Provided text

Just as with Brexit (remember that?), there was a period when the lockdown was seen by many as something they could pause for. And again, just as with Brexit, that time passed. Like a ship’s captain who spots a larger-than-usual wave on the horizon and initially hopes it’s a one-off, but after assessing the accompanying weather realises it’s the first of many, business leaders are increasingly moving from “hold fast” to “steady as she goes”.
Steady As She Goes
What does this mean for recruitment? To start with the roles which were placed on hold back in March are slowly being dethawed. For a while it was sustainable to leave them midway through, especially as one of the quirks of lockdown was that many permanent staff found themselves with less to do and could therefore fill the gaps which normally would go to new hires. However, as lockdown has eased, and businesses have recalibrated, that population with spare time on their hands has seen their capacity for overflow work reduce, forcing the need to resume hiring, be it interim temps or full perm processes.
Part of that initial hold instinct was the inevitable concern with the unknown. Questions around whether you can recruit the right person if their entire hiring procedure is virtual, combined with a wariness of being an industry guinea pig, pushed back any immediate talk of new hiring. Similarly, concerns around remote temping, such as Wi-Fi, proper office space, security and software access etc. all made for a kneejerk “no thank you” response. But these concerns have been revealed to be unfounded. Again, when hands are forced by necessity, experiments with an end-to-end virtual process have proved positive, to the point whereby there’s a genuine question around how much of all this will stay in place once the pandemic is truly over.
The Real New Normal
The expression “new normal” has been thrown around a lot since March, and like all popular phrases it means different things to different people. I don’t think anybody felt the initial, hard lockdown we all faced was indefinite. The real new normal will be forged by the current semi-lockdown, and which of its features will linger culturally in the years to come.
Pre-COVID, firms were often theoretically supportive but practically hesitant regarding homeworking, especially for those employed in support roles. Of course, there will be people who sadly take advantage, and few would suggest purely home-based work is a positive thing, but have we entered an era in which one to two days a week or month will become a reasonable ask? Certainly, in terms of setup, many of the predicted obstacles have been confounded. And firms will have to tread lightly around employees who are reluctant to return to full-time commuting regardless of government guidelines on the matter. Will they revert to old instincts with fresh hires or maintain their nuance?

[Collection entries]

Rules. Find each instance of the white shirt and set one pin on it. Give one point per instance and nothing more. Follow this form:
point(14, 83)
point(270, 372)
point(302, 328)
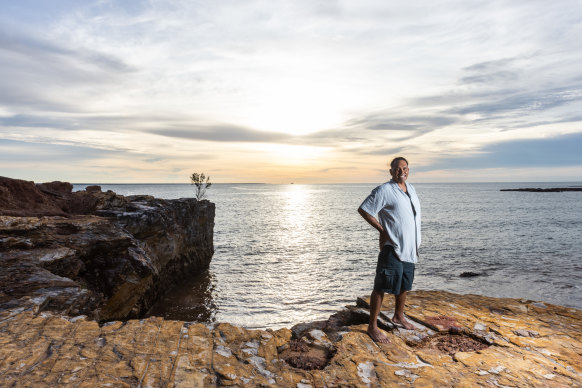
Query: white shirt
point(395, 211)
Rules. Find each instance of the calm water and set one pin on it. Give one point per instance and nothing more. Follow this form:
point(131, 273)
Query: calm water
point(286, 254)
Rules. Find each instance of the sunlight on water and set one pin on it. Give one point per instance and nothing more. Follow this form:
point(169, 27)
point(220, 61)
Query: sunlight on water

Exercises to complete
• a. When does the recruitment article say the roles now being dethawed were put on hold?
• b. Write the next part of the recruitment article, picking up after its final sentence.

Task results
• a. Back in March.

• b.
A Client-driven Market?
These adjustments are as much reflected in the candidates as the clients. Whenever an economy gets into trouble you tend to see jobseekers adjust their priorities. Luxury inevitably gives way to necessity, and securing a position which ticks enough boxes supplants the focus on finding a dream job. VWA has seen this from the beginning. Earlier in lockdown we advertised a position and within the hour over 300 applicants had made inquiries. By the following morning it was in excess of 1000. This phenomenon was powerfully reinforced from July when the market began to see the impact of redundancies, a trend which is set to continue. Unfortunately, with excessive candidate numbers seeking work, clients can afford to be even more particular than usual, especially when they are already struggling with the caution surrounding virtual recruitment hitherto mentioned. Furthermore, distinguishing between contenders who genuinely want the role and those who need filler until the economy corrects, has become a primary concern for employers. It will be interesting to see in the coming months if these currents finally overturn the candidate-driven market which has been in place for the last several years.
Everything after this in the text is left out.